> [GIVEN TEXT]:
⟨

Updated: May 11, 2022


Have you ever picked gooseberries? If not, here's what you missed —sore and bloody fingertips! I had never heard about these unique berries until one special day at middle school summer camp. During a nature hike, we were encouraged to pick these tiny red balls covered with sharp sprays of thorny needles. I remember watching the boys readily take to this task, and I was stunned to see them leaning far into these prickly bushes in some kind of unspoken competition. My girlfriends and I approached with greater caution, deciding that we first needed a sensible container with which to collect our red berry treasures. Our camp counselors challenged us to pick as many berries as possible so that the next afternoon we could make gooseberry jam. Always motivated by the prospect of praise, I walked ahead of my friends and made a sling out of the front of my shirt and tried to pick a gooseberry—ouch! Razor thin thorns covered the entire globe of the fruit, stabbing my fingertips, drawing blood. I tried again and again to remove these illusive berries by plucking them from underneath, trying to snap them loose far down the stem thinking I could ask for gloves back at camp to finish the job. Despite the pain, I filled my shirt pouch with these awful things until my fingers burned and were red from being stabbed hundreds of times. The berries in my shirt poked through the fabric, needling and scratching my stomach.

⟩

> [RECORD LIST]:
⟨

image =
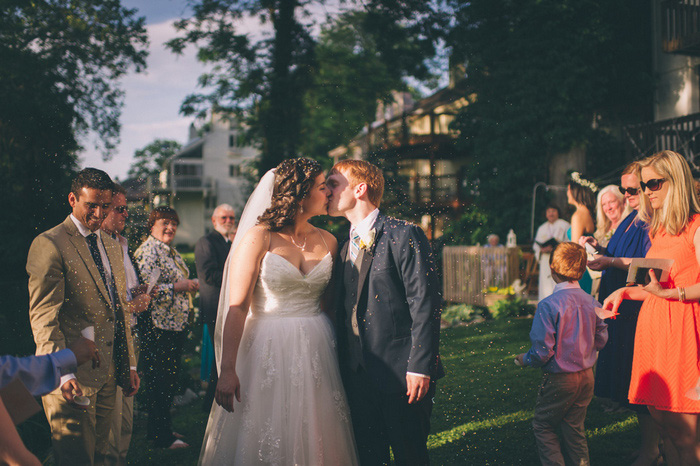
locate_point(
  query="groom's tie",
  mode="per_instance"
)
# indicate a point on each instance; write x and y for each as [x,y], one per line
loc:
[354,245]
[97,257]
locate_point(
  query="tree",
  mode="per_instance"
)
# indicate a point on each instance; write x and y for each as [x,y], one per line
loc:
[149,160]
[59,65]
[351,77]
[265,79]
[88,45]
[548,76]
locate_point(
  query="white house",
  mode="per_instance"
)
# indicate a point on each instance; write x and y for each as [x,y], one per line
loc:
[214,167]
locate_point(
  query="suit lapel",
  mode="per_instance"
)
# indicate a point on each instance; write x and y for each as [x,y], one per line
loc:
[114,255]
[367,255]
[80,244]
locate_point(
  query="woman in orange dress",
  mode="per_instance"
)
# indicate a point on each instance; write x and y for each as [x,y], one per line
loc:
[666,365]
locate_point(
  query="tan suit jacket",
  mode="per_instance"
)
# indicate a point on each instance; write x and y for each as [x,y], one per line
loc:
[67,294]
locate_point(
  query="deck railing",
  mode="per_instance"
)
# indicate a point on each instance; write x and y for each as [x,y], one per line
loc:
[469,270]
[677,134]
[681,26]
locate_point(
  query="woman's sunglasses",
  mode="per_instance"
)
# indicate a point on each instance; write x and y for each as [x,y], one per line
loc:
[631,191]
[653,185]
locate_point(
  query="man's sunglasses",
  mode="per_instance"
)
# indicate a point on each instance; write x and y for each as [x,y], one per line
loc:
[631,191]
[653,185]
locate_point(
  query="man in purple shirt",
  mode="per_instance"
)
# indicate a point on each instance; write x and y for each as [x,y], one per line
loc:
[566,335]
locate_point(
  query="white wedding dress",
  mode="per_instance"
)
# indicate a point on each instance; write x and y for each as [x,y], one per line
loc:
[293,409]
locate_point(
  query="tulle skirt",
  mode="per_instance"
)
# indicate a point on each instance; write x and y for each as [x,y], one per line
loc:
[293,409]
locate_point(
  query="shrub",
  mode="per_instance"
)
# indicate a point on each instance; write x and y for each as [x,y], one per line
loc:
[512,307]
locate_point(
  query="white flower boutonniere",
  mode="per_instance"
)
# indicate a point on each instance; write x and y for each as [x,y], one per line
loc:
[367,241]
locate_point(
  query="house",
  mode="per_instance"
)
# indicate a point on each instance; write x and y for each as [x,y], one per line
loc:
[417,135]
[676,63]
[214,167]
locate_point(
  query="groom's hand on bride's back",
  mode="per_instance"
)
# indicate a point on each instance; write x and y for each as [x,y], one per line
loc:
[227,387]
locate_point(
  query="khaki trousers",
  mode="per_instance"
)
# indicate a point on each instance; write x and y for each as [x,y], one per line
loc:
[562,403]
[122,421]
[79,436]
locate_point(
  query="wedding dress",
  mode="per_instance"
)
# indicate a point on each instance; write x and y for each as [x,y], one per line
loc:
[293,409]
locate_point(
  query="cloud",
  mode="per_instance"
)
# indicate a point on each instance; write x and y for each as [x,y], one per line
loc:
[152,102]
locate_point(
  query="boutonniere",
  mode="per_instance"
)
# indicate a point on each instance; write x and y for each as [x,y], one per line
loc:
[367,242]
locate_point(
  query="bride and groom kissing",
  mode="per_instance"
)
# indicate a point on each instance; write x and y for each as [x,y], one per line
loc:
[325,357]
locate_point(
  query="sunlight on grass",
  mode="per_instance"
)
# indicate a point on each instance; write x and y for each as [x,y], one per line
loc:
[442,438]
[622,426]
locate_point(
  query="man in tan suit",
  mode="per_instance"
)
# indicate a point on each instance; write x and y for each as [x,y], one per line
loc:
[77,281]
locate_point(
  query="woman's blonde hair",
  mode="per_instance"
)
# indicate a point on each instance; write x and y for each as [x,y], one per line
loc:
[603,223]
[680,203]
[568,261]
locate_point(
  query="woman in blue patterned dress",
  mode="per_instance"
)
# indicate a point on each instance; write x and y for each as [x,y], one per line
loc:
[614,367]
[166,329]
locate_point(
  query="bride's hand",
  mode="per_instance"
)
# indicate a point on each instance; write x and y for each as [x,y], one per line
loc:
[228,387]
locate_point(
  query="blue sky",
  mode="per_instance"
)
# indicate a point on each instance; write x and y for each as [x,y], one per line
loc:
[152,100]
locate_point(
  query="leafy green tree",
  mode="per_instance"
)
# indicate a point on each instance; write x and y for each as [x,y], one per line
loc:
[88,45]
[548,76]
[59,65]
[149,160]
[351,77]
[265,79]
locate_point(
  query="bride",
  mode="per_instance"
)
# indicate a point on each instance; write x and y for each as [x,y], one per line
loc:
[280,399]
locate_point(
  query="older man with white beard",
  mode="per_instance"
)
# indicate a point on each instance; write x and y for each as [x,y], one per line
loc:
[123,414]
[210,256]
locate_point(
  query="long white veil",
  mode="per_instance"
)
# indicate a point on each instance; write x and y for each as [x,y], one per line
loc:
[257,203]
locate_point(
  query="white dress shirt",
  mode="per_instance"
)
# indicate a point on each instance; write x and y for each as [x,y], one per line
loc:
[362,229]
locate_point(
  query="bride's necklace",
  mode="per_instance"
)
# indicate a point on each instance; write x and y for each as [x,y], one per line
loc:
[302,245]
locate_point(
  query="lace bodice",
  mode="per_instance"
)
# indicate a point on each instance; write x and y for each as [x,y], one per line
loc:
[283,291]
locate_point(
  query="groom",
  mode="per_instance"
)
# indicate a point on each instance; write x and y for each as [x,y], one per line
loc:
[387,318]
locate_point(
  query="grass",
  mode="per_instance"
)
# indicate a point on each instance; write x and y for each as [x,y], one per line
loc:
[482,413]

⟩
⟨

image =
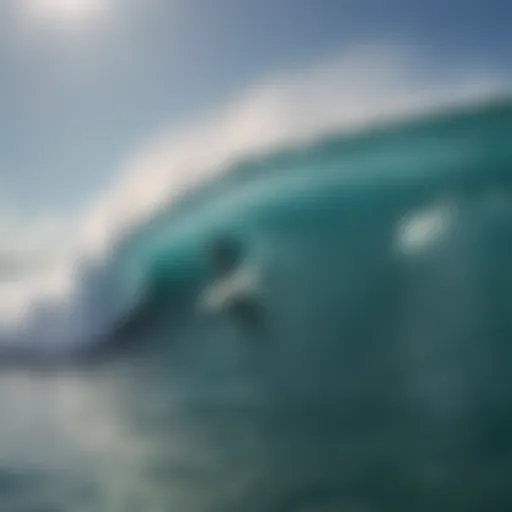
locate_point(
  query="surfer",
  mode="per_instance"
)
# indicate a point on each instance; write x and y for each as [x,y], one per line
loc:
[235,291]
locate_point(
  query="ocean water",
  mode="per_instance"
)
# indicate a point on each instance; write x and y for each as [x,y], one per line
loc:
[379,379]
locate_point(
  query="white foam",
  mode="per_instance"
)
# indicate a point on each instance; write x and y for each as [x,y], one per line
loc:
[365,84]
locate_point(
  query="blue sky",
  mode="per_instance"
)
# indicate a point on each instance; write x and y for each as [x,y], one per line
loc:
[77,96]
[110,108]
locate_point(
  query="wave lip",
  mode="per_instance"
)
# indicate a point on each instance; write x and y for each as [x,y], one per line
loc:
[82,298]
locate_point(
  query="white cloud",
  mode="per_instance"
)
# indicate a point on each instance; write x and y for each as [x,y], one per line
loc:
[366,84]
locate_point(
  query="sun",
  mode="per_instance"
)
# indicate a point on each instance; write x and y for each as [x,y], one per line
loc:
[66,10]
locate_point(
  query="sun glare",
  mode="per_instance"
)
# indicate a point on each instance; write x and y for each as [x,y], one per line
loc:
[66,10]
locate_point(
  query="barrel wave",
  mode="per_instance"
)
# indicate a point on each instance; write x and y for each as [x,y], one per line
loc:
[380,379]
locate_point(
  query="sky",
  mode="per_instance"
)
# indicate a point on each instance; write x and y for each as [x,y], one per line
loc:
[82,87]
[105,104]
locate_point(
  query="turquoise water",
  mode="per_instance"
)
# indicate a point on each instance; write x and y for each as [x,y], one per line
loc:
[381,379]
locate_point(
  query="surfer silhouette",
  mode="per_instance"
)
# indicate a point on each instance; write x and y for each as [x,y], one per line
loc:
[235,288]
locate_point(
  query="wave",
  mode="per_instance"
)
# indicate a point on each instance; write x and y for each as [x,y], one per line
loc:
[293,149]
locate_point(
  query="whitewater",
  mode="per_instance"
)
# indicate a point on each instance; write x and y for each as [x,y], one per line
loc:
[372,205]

⟩

Write the next part of the summer-camp gooseberry-picking story, starting right after its final sentence. The records come from a different source than the text.

As promised, the next afternoon we all herded over to the commercial kitchen of the dining hall to learn the steps of making freezer jam. I took great satisfaction in seeing the mean-spirited berries dropped into a pot of steaming hot water, and I imagined them "screaming" like live lobsters put to boil. I hated the gooseberries and wasn't interested in cutting out paraffin wax circles with which to seal our canning jars. I looked up to see the head cook spooning berries out of the scalding water with a metal strainer, after which she deftly pulled the berries apart by their thorns with rubber gloves. The berries had submitted to the boiling water and now easily shed their skin to reveal a tiny blob of seeded jelly that plopped into a measuring cup.


"That's it?" Benjamin asked with a whine. "That's all that's in those dumb berries?"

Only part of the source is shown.